● EXTRACT PROVIDED:

Elena Ruehr

Elena Ruehr

Fellow: Awarded 2014
Field of Study: Music Composition

Competition: US & Canada

Massachusetts Institute of Technology

With work described as “sumptuously scored and full of soaring melodies” (New York Times), and “unspeakably gorgeous” (Gramophone), American composer Elena Ruehr is known for her lyrical and rhythmically vibrant music.  Her music has an organic, breathing flow, derived from its origin in the movement of the body and the vitality of the natural world; her melodies often incorporate details and figurations of improvised performance, sometimes with exotic touches.  Ruehr says of her music “the idea is that the surface be simple, the structure complex.”

An award-winning faculty member at MIT since 1992, she has also been a fellow at Harvard’s Radcliffe Institute, and was the first composer-in-residence with the Boston Modern Orchestra Project (BMOP) from 2000 to 2005, where the orchestra premiered her pieces Shimmer, Sky Above Clouds, and Ladder to the Moon, as well as her acclaimed opera Toussaint Before the Spirits in collaboration with Opera Boston (Arsis Records, 2005).  Ruehr’s complete orchestral works, recorded this season with BMOP and featuring her first cello concerto, Cloud Atlas, will be released in 2014.

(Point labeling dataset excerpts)
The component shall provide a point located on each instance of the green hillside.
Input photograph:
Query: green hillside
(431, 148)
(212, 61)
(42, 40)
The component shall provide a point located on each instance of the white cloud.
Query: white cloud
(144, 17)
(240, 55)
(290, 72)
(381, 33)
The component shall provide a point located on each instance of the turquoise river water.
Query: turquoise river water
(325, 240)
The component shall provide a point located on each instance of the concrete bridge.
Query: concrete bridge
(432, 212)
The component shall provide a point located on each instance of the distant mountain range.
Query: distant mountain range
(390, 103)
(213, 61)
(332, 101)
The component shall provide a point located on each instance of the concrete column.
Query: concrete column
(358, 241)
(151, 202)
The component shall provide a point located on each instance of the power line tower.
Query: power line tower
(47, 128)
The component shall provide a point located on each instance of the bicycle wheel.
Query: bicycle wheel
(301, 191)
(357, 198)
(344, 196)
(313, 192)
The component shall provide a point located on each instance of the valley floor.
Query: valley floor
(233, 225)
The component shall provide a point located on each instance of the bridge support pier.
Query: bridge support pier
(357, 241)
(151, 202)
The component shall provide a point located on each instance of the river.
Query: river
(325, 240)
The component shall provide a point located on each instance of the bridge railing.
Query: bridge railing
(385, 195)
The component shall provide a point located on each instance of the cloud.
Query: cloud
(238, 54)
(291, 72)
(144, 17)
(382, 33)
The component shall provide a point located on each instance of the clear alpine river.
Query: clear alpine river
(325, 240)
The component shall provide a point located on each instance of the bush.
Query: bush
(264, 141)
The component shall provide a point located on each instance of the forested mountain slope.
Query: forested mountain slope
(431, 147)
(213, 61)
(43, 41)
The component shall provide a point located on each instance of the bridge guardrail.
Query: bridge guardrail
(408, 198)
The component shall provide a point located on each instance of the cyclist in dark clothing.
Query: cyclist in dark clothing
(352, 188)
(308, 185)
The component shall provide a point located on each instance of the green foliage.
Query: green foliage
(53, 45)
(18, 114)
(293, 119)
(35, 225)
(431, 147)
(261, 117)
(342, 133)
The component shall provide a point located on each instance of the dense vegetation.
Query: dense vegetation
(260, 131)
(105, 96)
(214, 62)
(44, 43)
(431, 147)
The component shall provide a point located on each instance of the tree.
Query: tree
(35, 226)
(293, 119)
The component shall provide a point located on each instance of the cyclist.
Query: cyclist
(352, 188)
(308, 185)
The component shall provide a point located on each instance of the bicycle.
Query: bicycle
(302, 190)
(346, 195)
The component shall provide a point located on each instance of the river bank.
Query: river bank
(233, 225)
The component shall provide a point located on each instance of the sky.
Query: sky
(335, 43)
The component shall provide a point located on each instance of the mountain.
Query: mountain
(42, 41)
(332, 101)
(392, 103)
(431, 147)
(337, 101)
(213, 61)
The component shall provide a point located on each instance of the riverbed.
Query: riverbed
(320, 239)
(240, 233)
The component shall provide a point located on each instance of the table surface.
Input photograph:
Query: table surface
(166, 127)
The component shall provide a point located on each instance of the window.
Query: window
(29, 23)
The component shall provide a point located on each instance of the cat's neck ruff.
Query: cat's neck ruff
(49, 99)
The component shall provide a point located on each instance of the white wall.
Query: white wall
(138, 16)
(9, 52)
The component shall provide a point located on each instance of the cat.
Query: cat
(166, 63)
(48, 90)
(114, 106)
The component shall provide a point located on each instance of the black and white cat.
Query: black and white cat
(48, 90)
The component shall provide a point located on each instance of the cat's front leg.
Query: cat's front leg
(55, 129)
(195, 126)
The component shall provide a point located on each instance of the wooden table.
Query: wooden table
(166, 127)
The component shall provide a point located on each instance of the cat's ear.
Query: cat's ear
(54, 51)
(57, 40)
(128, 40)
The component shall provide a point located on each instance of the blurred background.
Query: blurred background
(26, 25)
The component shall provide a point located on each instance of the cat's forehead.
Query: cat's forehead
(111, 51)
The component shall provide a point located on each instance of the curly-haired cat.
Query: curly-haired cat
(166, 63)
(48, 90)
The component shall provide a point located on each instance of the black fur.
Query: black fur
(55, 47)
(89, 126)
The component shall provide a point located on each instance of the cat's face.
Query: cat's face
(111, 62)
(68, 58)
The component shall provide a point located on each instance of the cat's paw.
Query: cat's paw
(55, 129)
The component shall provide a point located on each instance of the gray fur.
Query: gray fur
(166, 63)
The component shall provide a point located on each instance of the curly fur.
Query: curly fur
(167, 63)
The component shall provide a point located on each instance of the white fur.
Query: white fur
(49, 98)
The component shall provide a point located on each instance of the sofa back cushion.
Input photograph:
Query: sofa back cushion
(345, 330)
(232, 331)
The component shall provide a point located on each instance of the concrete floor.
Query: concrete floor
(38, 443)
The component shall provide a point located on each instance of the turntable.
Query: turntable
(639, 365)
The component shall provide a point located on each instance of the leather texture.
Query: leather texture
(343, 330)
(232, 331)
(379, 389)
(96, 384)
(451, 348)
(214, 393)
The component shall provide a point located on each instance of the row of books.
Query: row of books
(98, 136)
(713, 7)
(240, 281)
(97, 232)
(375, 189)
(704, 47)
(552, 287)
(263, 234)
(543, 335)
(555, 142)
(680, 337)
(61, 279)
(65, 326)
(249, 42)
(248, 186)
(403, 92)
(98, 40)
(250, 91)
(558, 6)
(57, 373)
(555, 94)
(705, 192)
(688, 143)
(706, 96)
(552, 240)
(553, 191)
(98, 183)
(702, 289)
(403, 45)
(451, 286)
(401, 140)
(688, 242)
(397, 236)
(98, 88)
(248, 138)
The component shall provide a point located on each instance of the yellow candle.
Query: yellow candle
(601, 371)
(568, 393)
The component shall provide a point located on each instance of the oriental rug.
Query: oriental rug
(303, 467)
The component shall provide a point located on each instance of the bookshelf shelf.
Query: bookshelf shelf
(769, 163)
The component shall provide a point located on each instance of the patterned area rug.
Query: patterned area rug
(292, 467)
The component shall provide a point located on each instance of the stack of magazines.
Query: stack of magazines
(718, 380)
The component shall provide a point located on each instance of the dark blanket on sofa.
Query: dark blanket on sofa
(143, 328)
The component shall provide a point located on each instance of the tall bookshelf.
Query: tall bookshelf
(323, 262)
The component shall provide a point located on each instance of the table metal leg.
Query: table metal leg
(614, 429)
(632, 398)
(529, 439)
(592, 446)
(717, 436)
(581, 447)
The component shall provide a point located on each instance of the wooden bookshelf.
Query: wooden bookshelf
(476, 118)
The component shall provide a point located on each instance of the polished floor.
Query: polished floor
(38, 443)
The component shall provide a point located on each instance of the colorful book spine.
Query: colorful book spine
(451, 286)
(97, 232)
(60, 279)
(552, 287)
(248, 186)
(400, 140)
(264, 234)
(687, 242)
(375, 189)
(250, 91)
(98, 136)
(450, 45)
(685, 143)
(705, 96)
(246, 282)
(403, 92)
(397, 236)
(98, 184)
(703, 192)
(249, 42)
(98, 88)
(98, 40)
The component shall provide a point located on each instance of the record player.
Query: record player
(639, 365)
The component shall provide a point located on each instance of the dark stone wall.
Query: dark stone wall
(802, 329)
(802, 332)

● SET TASKS:
1. Please revise the Elena Ruehr profile between "An award-winning faculty" and "released in 2014.", inclusive, changing "premiered" to "first performed".
2. Translate this sentence from the Elena Ruehr profile into Spanish: "Ruehr’s complete orchestral works, recorded this season with BMOP and featuring her first cello concerto, Cloud Atlas, will be released in 2014."

● FULL SOLUTIONS:
1.
An award-winning faculty member at MIT since 1992, she has also been a fellow at Harvard’s Radcliffe Institute, and was the first composer-in-residence with the Boston Modern Orchestra Project (BMOP) from 2000 to 2005, where the orchestra first performed her pieces Shimmer, Sky Above Clouds, and Ladder to the Moon, as well as her acclaimed opera Toussaint Before the Spirits in collaboration with Opera Boston (Arsis Records, 2005).  Ruehr’s complete orchestral works, recorded this season with BMOP and featuring her first cello concerto, Cloud Atlas, will be released in 2014.

2. Las obras orquestales completas de Ruehr, grabadas esta temporada con BMOP y que incluyen su primer concierto para violonchelo, Cloud Atlas, se publicarán en 2014.